Material supplied.
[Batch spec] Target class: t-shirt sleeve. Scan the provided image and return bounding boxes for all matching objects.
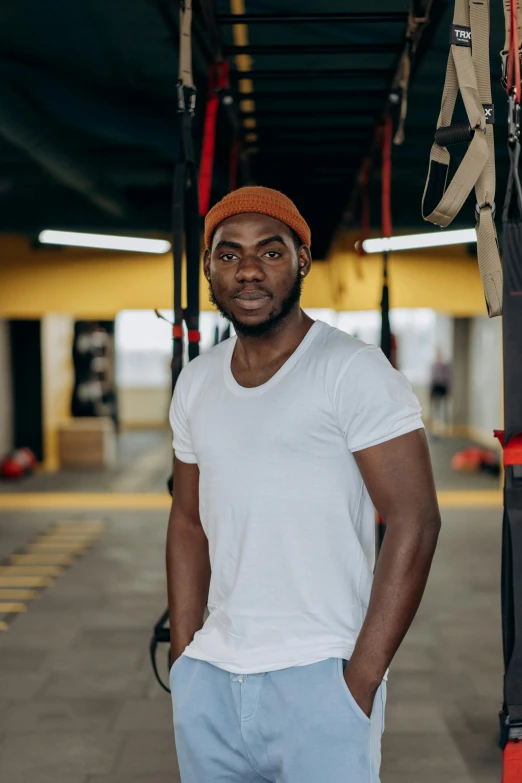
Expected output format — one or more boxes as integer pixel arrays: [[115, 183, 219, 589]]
[[334, 346, 424, 451], [169, 371, 197, 463]]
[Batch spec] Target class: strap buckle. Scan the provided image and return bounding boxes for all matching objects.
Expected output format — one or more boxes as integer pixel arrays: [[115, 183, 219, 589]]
[[475, 201, 497, 223], [508, 87, 520, 145], [500, 49, 522, 90]]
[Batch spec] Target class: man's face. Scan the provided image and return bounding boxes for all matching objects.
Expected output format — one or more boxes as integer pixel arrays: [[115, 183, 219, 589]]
[[204, 213, 310, 337]]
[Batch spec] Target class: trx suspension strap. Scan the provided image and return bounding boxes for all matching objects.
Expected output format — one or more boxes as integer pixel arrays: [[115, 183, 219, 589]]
[[381, 116, 392, 361], [149, 0, 200, 691], [422, 0, 502, 317], [172, 0, 200, 391], [496, 0, 522, 772]]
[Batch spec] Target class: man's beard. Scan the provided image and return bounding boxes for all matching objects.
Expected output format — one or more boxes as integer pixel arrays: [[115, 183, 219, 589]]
[[208, 269, 303, 337]]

Your instructions. Convert all of the data above into a Markdown table with the columns Row and Line, giving each nonblank line its own numbered row. Leave the pictures out.

The answer.
| Row | Line |
|---|---|
| 1 | [Batch spec] Target class: t-shirt sleeve. Scan the provided image and return bounding boxes for all matching objects. |
| 2 | Expected output format — one or more boxes as integer pixel arrays: [[115, 183, 219, 589]] |
| 3 | [[334, 346, 424, 451], [169, 371, 197, 463]] |
| 4 | [Batch spec] Target class: strap buckle. Scan the provided image and return bounding boxes for all matching objects. |
| 5 | Expected output format — one or more boxes as integer pixel arrays: [[115, 183, 219, 589]] |
| 6 | [[475, 201, 497, 223], [508, 87, 520, 145], [500, 49, 522, 90]] |
| 7 | [Batch spec] Target class: man's face. Scan the provided image and return bounding boxes for all matching objects. |
| 8 | Expected output format — one or more boxes as integer pixel arrays: [[115, 183, 219, 589]] |
| 9 | [[204, 213, 310, 337]] |
| 10 | [Batch spec] Target class: trx suspension strap. Scan the provided image and return bounding boxes for all matching objects. |
| 11 | Expected output format — one or more boxes as integer pixel arrays: [[115, 183, 219, 589]] |
| 12 | [[381, 116, 392, 361], [149, 0, 200, 691], [422, 0, 502, 317], [172, 0, 200, 391], [496, 0, 522, 772]] |
| 13 | [Batch spec] Target class: man's beard. Scan the provided image and return bounding boxes for all matching objects. |
| 14 | Expected output format — one or more boxes as integer pixel arrays: [[115, 183, 219, 589]] |
| 15 | [[208, 269, 303, 337]] |